YOUR OBJECTIVE:
Output exactly the lines between the one holding "Mark the black" and the last line of the data below, both of those lines included.

Region pointing data:
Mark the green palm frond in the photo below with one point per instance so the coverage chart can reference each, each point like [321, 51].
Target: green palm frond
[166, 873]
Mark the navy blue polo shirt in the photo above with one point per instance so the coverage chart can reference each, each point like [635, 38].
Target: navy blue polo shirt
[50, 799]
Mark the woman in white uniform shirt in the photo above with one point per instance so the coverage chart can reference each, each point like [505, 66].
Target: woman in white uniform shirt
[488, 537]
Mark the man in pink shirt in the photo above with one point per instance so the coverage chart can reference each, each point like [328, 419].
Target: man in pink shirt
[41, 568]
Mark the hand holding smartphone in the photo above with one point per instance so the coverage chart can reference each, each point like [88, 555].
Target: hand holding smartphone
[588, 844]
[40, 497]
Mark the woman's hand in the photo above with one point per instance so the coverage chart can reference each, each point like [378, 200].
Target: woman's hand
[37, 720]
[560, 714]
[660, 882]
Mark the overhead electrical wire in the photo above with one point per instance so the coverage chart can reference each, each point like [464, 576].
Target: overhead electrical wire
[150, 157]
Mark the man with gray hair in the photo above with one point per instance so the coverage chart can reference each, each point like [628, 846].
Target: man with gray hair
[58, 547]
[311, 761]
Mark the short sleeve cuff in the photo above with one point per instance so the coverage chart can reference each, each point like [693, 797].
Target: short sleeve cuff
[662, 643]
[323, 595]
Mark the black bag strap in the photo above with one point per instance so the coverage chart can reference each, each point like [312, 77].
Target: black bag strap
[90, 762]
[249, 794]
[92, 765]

FINISHED EXERCISE:
Mark the black bag strap in the photo above with one point per instance so the coverage chart can reference each, each point like [312, 77].
Target: black bag strap
[90, 762]
[249, 794]
[92, 765]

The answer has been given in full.